● **Exercise prompt**
Restate each entry below word for word, without skipping any.

● **Data records**
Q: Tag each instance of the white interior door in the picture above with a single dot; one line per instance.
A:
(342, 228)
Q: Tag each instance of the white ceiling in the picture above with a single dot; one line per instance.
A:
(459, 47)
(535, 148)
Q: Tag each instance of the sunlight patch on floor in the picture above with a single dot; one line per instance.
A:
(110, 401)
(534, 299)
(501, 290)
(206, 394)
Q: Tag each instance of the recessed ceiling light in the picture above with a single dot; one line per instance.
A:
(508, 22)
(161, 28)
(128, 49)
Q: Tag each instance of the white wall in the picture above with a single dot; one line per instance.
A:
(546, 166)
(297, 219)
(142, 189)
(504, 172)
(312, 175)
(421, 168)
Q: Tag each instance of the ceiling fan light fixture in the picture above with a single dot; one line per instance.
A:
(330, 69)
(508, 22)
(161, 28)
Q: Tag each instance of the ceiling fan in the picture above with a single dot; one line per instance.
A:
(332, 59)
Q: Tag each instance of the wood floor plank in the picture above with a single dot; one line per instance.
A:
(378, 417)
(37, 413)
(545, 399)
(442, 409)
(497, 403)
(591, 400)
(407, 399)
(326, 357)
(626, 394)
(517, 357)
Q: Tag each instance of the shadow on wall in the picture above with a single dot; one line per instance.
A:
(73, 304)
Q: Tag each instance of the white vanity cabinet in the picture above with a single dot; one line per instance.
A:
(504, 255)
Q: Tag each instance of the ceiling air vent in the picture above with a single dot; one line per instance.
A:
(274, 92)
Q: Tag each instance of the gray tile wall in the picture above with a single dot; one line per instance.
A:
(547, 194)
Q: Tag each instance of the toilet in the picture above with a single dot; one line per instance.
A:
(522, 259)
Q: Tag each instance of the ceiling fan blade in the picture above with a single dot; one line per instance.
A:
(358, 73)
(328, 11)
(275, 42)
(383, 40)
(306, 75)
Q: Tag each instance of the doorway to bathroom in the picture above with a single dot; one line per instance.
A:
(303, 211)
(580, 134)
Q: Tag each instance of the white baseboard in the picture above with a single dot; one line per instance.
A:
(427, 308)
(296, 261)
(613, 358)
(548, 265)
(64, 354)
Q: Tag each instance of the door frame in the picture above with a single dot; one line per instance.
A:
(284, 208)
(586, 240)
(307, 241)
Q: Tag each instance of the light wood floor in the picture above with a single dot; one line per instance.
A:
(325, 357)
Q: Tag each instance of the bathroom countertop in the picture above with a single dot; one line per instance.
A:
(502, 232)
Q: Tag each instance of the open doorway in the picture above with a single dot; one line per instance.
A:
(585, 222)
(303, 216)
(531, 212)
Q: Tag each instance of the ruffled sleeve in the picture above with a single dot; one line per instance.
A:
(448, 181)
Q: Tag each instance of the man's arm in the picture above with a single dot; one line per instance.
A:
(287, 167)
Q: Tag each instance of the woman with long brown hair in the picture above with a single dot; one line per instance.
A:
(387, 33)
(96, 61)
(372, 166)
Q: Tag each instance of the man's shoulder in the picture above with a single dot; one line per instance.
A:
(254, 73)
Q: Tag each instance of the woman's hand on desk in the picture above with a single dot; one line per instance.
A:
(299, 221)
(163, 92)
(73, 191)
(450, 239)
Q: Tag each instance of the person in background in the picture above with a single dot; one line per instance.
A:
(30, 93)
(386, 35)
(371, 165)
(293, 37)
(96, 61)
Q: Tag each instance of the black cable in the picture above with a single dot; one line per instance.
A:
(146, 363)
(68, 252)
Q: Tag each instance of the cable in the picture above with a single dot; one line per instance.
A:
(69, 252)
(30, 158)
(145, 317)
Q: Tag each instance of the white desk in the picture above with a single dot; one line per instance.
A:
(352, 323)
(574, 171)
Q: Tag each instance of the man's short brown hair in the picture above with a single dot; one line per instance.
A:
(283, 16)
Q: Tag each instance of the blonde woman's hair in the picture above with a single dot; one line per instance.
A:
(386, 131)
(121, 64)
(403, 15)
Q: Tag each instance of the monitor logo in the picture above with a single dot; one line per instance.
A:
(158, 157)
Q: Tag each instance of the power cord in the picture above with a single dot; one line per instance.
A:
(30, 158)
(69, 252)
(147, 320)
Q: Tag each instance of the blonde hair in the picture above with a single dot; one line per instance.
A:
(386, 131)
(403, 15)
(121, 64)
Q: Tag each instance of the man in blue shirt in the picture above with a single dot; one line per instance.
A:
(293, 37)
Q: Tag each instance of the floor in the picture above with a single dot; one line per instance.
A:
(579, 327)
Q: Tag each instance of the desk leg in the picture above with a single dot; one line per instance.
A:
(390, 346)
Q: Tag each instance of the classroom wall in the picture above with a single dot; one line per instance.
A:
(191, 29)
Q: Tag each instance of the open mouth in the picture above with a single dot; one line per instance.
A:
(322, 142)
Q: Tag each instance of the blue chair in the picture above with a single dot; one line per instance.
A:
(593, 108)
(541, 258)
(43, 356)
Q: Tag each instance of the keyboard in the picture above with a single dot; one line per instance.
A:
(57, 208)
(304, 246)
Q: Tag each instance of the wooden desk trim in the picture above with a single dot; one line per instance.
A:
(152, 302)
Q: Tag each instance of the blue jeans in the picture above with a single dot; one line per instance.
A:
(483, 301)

● **Expected output**
Q: Tag each instance of the white interior door in the picture above with a single dot; one line per instance.
A:
(342, 228)
Q: Tag each instance of the white ceiling in the picture above with a single dot; one line per instance.
A:
(459, 47)
(535, 148)
Q: Tag each instance of the sunlight patch on floor in the picture above with a single dot; one line per instance.
A:
(110, 401)
(534, 299)
(501, 290)
(206, 394)
Q: Tag each instance of the recessed ceiling light in the picture above with a single dot; one line per instance.
A:
(508, 22)
(161, 28)
(128, 49)
Q: Tag each instance of the white wall in the picture above with a single dot; one line per instance.
A:
(546, 166)
(297, 219)
(142, 189)
(504, 172)
(312, 175)
(421, 168)
Q: Tag each instance of the ceiling fan light fixture in the picture above with a single dot; one line per instance.
A:
(330, 69)
(508, 22)
(161, 28)
Q: Tag each instance of the ceiling fan in the picture above with a single dot; one line per instance.
A:
(332, 59)
Q: Tag each instance of the wood floor plank in the picture above with a single dot; one line per instance.
A:
(378, 417)
(37, 413)
(545, 399)
(442, 409)
(497, 403)
(591, 400)
(407, 399)
(326, 357)
(626, 394)
(517, 357)
Q: Tag each instance of the shadow on wall in the picture above with a single dot; one line per instance.
A:
(73, 304)
Q: Tag each instance of the white vanity cabinet in the picture above with a single dot; one line per instance.
A:
(504, 255)
Q: Tag each instance of the ceiling air vent in the picture above with a single dot; one line per instance.
A:
(274, 92)
Q: Tag each instance of the gray tile wall in the picture above with a single dot; one line per instance.
A:
(547, 194)
Q: Tag each instance of the toilet in the picture above with a single dot; one line per instance.
A:
(522, 259)
Q: Tag each instance of the ceiling fan blade in the picture above with a single dot; one line per instance.
A:
(358, 73)
(328, 11)
(275, 42)
(383, 40)
(306, 75)
Q: Tag each instance of the doorway to bathroom in the picture above with a single dot; one line per instance.
A:
(303, 211)
(580, 134)
Q: Tag each instance of the white baseboard in the picture above with a single dot; one line per instance.
A:
(427, 308)
(296, 261)
(613, 358)
(548, 265)
(64, 354)
Q: Tag each instance of the door frame in the picture above with a single dot; one line per instance.
A:
(284, 208)
(586, 240)
(307, 241)
Q: Tag each instance of the light wood floor in the picture above with a single dot; one line per instance.
A:
(325, 357)
Q: Tag each instance of the bathroom countertop in the picture above with a single dot; one line per instance.
A:
(502, 232)
Q: Tag each instance of the open doorway in the picture above with a single dot; one line per instance.
A:
(585, 222)
(303, 216)
(531, 212)
Q: Tag each instance of the ruffled sleeve in the picture above with a single dot; one line per instance.
A:
(448, 181)
Q: Tag each instance of the man's arm in the picture above with a single dot; one line per instance.
A:
(287, 167)
Q: Tag each instance of the woman with long brown hair in the picture above with a single dot; one line per instance.
A:
(387, 33)
(96, 61)
(372, 166)
Q: Tag each instance of the man's shoulder in the picture above with a single dot; one line per instance.
A:
(254, 73)
Q: Tag each instance of the woman's hand on desk in the picture above with a single dot; one line per instance.
A:
(299, 221)
(163, 92)
(73, 191)
(450, 239)
Q: Tag each instance of the person in background in the picture above with a single dot; one line per instance.
A:
(30, 93)
(386, 35)
(371, 165)
(293, 37)
(96, 61)
Q: Tag each instance of the black cable in the picture above with a single dot; one line per instance.
A:
(146, 363)
(68, 252)
Q: Tag each instance of the cable in the picture above with a single dot; one line per instance.
A:
(69, 252)
(30, 158)
(145, 317)
Q: Tag each instance of the white desk in the picture above with a single dot; one line per instance.
A:
(352, 323)
(574, 171)
Q: Tag each instance of the man's short brown hair in the picture above with a single dot; one line per instance.
A:
(283, 16)
Q: Tag each instance of the blonde woman's hair in the picture above with a single dot; one line per instance.
A:
(386, 131)
(121, 64)
(403, 15)
Q: Tag each instance of the monitor logo in the picture above with a single dot; one line per instance.
A:
(158, 157)
Q: Tag each instance of the power cord in the picture above with a single dot; one line per instance.
A:
(30, 158)
(69, 252)
(147, 320)
Q: Tag each instance of the blonde hair in the picture above with a single dot; one line per instance.
A:
(386, 131)
(403, 15)
(121, 64)
Q: Tag each instance of the man in blue shirt in the picture above with a single dot; one line per instance.
A:
(293, 37)
Q: Tag each instance of the floor in the picture above with a single dot; one line per instance.
A:
(579, 327)
Q: Tag each instance of the desk leg in the picture above with a single dot; one line per instance.
A:
(390, 346)
Q: Tag each instance of the classroom wall in the picture above with a single dot; one line per instance.
A:
(191, 29)
Q: Tag each instance of the open mouth in the picture above with a single dot; one line per instance.
A:
(322, 142)
Q: Tag each instance of the blue chair in the picture above with a single dot; one line per instance.
A:
(593, 108)
(541, 258)
(43, 356)
Q: Tag each instance of the keyboard in the picture above with a single dot; one line per instance.
A:
(57, 208)
(304, 246)
Q: Tag each instance of the wooden desk trim in the picture above with a single dot; one line per instance.
A:
(152, 302)
Q: Tag each instance of the blue jeans in the picture above with a single dot; one line per instance.
A:
(483, 301)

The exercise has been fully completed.